These records must be written out again exactly.

** DATASET RECORDS follows **

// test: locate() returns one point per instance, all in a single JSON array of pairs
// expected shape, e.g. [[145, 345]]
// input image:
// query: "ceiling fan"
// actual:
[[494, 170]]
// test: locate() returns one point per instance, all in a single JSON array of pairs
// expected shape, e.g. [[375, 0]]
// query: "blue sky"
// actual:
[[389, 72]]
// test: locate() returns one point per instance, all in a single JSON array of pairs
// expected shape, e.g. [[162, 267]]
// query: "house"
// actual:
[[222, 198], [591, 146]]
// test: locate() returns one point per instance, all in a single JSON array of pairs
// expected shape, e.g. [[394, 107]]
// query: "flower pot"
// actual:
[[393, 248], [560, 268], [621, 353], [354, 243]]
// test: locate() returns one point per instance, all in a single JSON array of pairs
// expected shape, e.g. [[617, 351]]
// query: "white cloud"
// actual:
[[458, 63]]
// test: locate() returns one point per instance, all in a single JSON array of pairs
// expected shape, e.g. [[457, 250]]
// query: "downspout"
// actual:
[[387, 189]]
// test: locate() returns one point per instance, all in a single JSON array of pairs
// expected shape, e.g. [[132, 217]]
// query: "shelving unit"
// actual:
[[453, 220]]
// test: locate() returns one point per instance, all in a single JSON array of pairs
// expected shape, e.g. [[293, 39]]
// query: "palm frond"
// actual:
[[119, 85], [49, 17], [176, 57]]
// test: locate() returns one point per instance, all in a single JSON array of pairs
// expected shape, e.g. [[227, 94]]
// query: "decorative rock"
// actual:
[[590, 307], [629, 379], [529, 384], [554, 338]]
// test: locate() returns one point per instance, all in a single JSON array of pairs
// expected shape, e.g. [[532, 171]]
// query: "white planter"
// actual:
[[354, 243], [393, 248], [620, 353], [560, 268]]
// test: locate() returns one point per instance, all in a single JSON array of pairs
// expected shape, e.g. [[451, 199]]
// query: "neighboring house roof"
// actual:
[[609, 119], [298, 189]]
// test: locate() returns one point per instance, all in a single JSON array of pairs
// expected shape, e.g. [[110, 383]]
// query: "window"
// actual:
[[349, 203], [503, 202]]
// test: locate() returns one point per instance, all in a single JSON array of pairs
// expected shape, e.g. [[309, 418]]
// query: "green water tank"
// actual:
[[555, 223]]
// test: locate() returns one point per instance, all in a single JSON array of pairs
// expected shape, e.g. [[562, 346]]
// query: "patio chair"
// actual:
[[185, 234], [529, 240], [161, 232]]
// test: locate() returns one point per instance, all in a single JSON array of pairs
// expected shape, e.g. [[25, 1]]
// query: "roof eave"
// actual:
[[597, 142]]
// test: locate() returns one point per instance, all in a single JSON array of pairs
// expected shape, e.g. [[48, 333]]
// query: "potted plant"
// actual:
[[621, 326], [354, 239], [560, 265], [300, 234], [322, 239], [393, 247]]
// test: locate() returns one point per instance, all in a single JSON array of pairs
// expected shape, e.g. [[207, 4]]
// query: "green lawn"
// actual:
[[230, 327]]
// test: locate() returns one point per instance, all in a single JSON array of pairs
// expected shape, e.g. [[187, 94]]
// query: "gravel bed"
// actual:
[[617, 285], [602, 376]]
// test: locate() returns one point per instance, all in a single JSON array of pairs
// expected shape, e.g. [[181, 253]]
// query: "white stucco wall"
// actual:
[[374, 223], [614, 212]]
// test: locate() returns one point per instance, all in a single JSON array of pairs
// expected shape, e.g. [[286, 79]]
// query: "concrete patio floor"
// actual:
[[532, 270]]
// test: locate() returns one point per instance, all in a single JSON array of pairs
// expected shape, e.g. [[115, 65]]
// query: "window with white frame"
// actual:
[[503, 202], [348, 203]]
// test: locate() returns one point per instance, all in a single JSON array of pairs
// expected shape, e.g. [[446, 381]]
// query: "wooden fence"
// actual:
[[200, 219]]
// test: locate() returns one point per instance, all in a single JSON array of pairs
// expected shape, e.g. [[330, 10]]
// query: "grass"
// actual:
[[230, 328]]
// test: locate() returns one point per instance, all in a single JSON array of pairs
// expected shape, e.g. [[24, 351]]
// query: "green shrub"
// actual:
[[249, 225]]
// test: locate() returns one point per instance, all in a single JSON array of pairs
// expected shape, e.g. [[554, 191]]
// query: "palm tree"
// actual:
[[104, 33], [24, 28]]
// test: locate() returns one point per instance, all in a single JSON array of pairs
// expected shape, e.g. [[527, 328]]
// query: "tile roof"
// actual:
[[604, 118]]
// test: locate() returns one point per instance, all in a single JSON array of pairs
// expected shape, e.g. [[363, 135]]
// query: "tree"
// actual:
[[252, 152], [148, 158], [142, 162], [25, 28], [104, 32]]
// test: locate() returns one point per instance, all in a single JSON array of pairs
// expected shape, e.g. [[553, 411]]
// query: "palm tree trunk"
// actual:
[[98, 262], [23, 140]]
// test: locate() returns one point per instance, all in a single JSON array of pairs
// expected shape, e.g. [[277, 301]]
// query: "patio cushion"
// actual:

** End of DATASET RECORDS **

▸ ANSWER TO THIS TASK:
// test: locate() returns one point per instance, all in a single JSON array of pairs
// expected shape, e.g. [[145, 345]]
// input image:
// query: "ceiling fan"
// actual:
[[494, 170]]
// test: locate() returns one point per instance, all in a single JSON array of pairs
// expected shape, e.g. [[375, 0]]
// query: "blue sky"
// actual:
[[389, 72]]
// test: locate() returns one point per instance, all in a single JSON array of pairs
// expected shape, e.g. [[162, 267]]
// query: "house"
// actual:
[[222, 198], [591, 146]]
// test: locate() returns one point per instance, all in a single JSON array of pairs
// expected shape, e.g. [[394, 107]]
// query: "flower pot"
// actual:
[[393, 248], [560, 268], [621, 353], [354, 243]]
// test: locate() returns one point per instance, all in a single JSON array of pairs
// expected shape, e.g. [[617, 351]]
// query: "white cloud"
// actual:
[[458, 63]]
// test: locate() returns one point per instance, all in a single JSON array of pairs
// expected shape, e.g. [[457, 250]]
// query: "downspout"
// actual:
[[387, 189]]
// test: locate() returns one point per instance, all in a single JSON array of pairs
// expected shape, e.g. [[132, 217]]
// query: "shelving unit"
// actual:
[[453, 220]]
// test: locate() returns one point per instance, all in a single JSON array of pairs
// expected shape, e.g. [[293, 39]]
// query: "palm frond"
// actual:
[[119, 85], [49, 17], [176, 57]]
// test: locate() returns one point per instance, all in a single JSON array of pairs
// expected shape, e.g. [[227, 94]]
// query: "decorative rock"
// actual:
[[590, 307], [629, 379], [529, 384], [554, 338]]
// test: locate() returns one point per instance, all in a single JSON array of pairs
// expected shape, e.g. [[532, 171]]
// query: "white planter"
// actual:
[[354, 243], [393, 248], [620, 353], [560, 268]]
// test: locate() returns one point per instance, all in a single JSON array of pairs
// expected shape, e.g. [[451, 199]]
// query: "neighboring house roof"
// actual:
[[609, 119], [298, 189]]
// test: locate() returns one point per instance, all in a single JSON array of pairs
// expected shape, e.g. [[110, 383]]
// query: "window"
// actual:
[[349, 203], [503, 202]]
// test: locate() returns one point per instance, all in a single JSON array of pairs
// expected shape, e.g. [[309, 418]]
// query: "green water tank"
// actual:
[[555, 223]]
// test: locate() returns one point per instance, all in a single JSON array of pairs
// expected shape, e.g. [[562, 346]]
// query: "patio chair"
// actual:
[[185, 234], [529, 240], [161, 232]]
// test: locate() returns one point per instance, all in a single JSON array of pairs
// expected shape, e.g. [[25, 1]]
// query: "roof eave"
// actual:
[[597, 142]]
// test: locate() returns one point per instance, all in a single JSON array of pairs
// expected shape, e.g. [[48, 333]]
// query: "potted plant"
// actual:
[[621, 326], [354, 239], [560, 265], [300, 234], [322, 239], [393, 247]]
// test: locate() returns one point per instance, all in a single JSON array of pairs
// expected shape, e.g. [[207, 4]]
// query: "green lawn"
// actual:
[[230, 327]]
// test: locate() returns one point per instance, all in a single JSON array of pairs
// expected shape, e.g. [[187, 94]]
// query: "gravel bed"
// actual:
[[617, 285], [602, 376]]
// test: locate() returns one point per instance, all in a single JSON array of pairs
// expected shape, e.g. [[181, 253]]
// query: "white stucco wall"
// actual:
[[374, 223], [614, 212]]
// test: locate() returns one point per instance, all in a single JSON array of pairs
// expected shape, e.g. [[286, 79]]
// query: "concrete patio floor"
// actual:
[[532, 270]]
// test: locate() returns one point per instance, all in a single JSON array of pairs
// expected shape, e.g. [[115, 65]]
// query: "window with white frame"
// actual:
[[503, 202], [348, 203]]
// test: locate() returns one point per instance, all in a single JSON array of pairs
// expected shape, e.g. [[446, 381]]
// query: "wooden fence"
// actual:
[[200, 219]]
// test: locate() returns one point per instance, all in a single JSON array of pairs
// expected shape, e.g. [[330, 10]]
// query: "grass"
// actual:
[[230, 328]]
// test: locate() returns one point per instance, all in a single JSON array of pairs
// expected shape, e.g. [[24, 351]]
// query: "green shrub"
// actual:
[[249, 225]]
// test: locate() returns one point per instance, all in a single JSON array of pairs
// expected shape, e.g. [[554, 191]]
// query: "palm tree"
// actual:
[[104, 33], [24, 28]]
// test: locate() returns one point per instance, all in a single JSON array of pairs
// expected shape, e.g. [[527, 328]]
// query: "tile roof"
// actual:
[[604, 118]]
// test: locate() returns one point per instance, all in a single JSON array of pairs
// expected shape, e.g. [[363, 135]]
// query: "tree"
// actual:
[[252, 152], [148, 158], [142, 162], [25, 28], [104, 32]]
// test: locate() returns one point per instance, all in a single JSON array of pairs
// expected shape, e.g. [[553, 411]]
// query: "palm tree trunk"
// actual:
[[98, 262], [23, 140]]
// test: locate() returns one point per instance, all in a single JSON array of pairs
// expected shape, e.g. [[277, 301]]
// query: "patio cushion"
// actual:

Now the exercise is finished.